# Petunjuk Latihan:
A – Jawablah pertanyaan berikut berdasarkan teks tentang Puasa Arafah dan Idul Adha.
(i) Pada tanggal berapa Puasa Arafah dilakukan?
(ii) Apa nama lain Idul Adha?
(iii) Siapa nama putra Nabi Ibrahim AS yang disebutkan dalam teks?
B – Tampilkan tanpa perubahan bagian teks tentang Puasa Arafah dan Idul Adha yang dibuka dengan kata-kata yang memuat "Kedua ibadah ini" dan ditutup dengan "kepada Allah SWT.".

# Teks Bacaan:
JAKARTA – Puasa Arafah dan perayaan Idul Adha merupakan dua momen penting dalam agama Islam yang memiliki makna mendalam. Puasa Arafah dilakukan pada tanggal 9 Dzulhijah, sementara Idul Adha adalah hari raya yang dirayakan pada tanggal 10 Dzulhijah setiap tahunnya.
Kedua ibadah ini memiliki kaitan yang erat dengan peristiwa-peristiwa bersejarah dalam agama Islam.
Puasa Arafah adalah ibadah yang dilakukan oleh umat Muslim di seluruh dunia sebagai persiapan menyambut Hari Raya Idul Adha. Pada hari tersebut, umat Muslim dianjurkan untuk berpuasa dengan niat khusus sebagai bentuk ibadah kepada Allah SWT.
Puasa Arafah memiliki banyak keutamaan, di antaranya adalah pengampunan dosa-dosa, keberkahan, dan kesempatan untuk mendekatkan diri kepada Allah. Puasa ini juga memiliki kaitan dengan peristiwa wukuf di Padang Arafah, saat jamaah haji berkumpul untuk berdoa dan memohon ampunan kepada Allah.
Sementara itu, Idul Adha merupakan hari raya yang diperingati oleh umat Muslim sebagai penghormatan terhadap kesabaran dan ketaatan Nabi Ibrahim AS dalam mengorbankan putranya, Ismail AS, atas perintah Allah SWT.
Idul Adha juga disebut sebagai Hari Raya Qurban, di mana umat Muslim yang mampu dianjurkan untuk menyembelih hewan qurban sebagai bentuk pengorbanan dan berbagi kepada sesama.
Selain itu, Idul Adha juga menjadi momen untuk merayakan kebersamaan, berbagi kebahagiaan, dan memperkuat tali silaturahmi antar sesama muslim.

(Entri pelabelan wilayah)
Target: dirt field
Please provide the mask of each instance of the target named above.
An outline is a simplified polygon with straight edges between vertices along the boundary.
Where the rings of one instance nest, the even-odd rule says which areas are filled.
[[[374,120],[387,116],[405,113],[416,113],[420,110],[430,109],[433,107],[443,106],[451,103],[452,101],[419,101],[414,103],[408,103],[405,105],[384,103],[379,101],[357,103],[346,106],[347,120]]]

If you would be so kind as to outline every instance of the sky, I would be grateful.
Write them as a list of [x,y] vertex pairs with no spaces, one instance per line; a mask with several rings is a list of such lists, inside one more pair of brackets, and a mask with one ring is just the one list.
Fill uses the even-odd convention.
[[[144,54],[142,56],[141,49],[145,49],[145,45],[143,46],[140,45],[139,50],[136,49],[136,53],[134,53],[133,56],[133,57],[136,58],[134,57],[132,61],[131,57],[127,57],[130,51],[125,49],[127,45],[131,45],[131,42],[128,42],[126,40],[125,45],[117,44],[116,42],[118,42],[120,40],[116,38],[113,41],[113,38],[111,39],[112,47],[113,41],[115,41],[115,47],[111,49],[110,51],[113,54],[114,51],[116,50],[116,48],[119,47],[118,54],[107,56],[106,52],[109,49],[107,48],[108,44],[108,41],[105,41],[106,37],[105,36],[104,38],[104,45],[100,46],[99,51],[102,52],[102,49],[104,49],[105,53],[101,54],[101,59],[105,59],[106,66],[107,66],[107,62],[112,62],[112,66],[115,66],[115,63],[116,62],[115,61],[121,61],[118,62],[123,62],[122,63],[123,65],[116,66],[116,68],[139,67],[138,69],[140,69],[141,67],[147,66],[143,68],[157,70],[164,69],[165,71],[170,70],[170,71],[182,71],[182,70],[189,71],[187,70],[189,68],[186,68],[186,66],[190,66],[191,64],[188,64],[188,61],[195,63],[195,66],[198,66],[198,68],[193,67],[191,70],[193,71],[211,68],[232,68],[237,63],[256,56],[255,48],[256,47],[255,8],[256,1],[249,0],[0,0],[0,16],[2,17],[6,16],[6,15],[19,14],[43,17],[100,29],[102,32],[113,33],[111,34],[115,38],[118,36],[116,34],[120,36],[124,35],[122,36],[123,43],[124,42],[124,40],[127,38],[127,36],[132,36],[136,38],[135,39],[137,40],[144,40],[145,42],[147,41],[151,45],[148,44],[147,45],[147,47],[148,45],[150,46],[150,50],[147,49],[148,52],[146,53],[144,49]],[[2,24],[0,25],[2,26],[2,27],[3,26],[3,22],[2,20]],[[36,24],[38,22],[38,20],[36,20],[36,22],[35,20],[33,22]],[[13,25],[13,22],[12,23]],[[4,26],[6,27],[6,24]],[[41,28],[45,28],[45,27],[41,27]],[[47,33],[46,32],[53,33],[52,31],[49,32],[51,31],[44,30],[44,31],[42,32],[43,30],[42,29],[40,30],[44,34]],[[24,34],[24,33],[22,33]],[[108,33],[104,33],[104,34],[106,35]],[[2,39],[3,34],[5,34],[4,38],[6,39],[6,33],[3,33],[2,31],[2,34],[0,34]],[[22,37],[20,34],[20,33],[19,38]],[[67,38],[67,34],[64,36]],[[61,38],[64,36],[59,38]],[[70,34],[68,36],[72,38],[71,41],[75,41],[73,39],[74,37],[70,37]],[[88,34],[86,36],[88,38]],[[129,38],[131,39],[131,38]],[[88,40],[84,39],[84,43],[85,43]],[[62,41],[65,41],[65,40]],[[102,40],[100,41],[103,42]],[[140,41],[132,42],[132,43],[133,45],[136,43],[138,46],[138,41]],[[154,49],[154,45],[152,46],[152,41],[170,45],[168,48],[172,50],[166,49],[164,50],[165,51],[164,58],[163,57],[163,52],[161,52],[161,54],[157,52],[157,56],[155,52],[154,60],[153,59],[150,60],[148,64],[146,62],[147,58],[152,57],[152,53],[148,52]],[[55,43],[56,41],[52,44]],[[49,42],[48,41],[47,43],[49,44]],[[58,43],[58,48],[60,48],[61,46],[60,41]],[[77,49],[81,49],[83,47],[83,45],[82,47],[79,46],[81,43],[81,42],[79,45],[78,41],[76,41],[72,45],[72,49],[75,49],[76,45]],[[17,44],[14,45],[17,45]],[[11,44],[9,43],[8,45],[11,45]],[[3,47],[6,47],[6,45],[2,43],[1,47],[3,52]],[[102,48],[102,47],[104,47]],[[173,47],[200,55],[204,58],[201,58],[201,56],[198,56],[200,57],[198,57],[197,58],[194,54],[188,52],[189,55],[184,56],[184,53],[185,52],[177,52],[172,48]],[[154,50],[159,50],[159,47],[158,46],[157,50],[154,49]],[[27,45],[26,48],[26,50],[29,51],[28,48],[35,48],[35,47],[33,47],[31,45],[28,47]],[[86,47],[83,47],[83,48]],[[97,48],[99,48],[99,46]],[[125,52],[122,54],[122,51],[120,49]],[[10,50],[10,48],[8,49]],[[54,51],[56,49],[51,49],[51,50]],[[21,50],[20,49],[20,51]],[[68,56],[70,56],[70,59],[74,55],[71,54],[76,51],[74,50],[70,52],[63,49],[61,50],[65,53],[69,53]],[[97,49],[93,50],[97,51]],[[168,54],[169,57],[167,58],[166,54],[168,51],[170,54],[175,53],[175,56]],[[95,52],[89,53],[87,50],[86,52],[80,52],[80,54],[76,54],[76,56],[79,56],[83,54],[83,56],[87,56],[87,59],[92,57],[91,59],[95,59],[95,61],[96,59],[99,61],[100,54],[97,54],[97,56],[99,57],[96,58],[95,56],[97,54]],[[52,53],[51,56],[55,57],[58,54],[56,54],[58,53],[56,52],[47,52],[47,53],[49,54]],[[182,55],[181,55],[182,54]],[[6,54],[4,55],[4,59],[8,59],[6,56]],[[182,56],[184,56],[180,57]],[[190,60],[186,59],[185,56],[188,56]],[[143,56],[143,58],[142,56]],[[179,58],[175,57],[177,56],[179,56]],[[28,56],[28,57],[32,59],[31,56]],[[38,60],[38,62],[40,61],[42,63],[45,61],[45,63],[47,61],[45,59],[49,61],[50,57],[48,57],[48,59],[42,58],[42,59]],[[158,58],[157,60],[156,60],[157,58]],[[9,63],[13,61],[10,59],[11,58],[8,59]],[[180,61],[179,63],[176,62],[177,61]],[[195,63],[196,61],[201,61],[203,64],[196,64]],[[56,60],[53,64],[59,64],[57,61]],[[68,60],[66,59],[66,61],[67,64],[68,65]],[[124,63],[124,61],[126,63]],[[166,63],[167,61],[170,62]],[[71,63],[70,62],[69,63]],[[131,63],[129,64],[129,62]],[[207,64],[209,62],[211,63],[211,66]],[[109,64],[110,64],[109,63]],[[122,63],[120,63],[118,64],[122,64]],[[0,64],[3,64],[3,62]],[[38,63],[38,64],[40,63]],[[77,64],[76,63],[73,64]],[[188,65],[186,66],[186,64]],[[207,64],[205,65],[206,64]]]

# Hasil Tiap Tugas:
A –
(i) Tanggal 9 Dzulhijah.
(ii) Hari Raya Qurban.
(iii) Ismail AS.

B –
Kedua ibadah ini memiliki kaitan yang erat dengan peristiwa-peristiwa bersejarah dalam agama Islam.
Puasa Arafah adalah ibadah yang dilakukan oleh umat Muslim di seluruh dunia sebagai persiapan menyambut Hari Raya Idul Adha. Pada hari tersebut, umat Muslim dianjurkan untuk berpuasa dengan niat khusus sebagai bentuk ibadah kepada Allah SWT.